Will you copy every line of the data below, character for character?
__________________________________________________
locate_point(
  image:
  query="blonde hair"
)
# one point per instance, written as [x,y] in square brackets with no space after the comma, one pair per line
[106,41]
__________________________________________________
The answer >>
locate_point(
  image:
  query="blonde hair"
)
# one point per instance, written as [x,y] in square brackets with no space after the comma, one pair per line
[106,41]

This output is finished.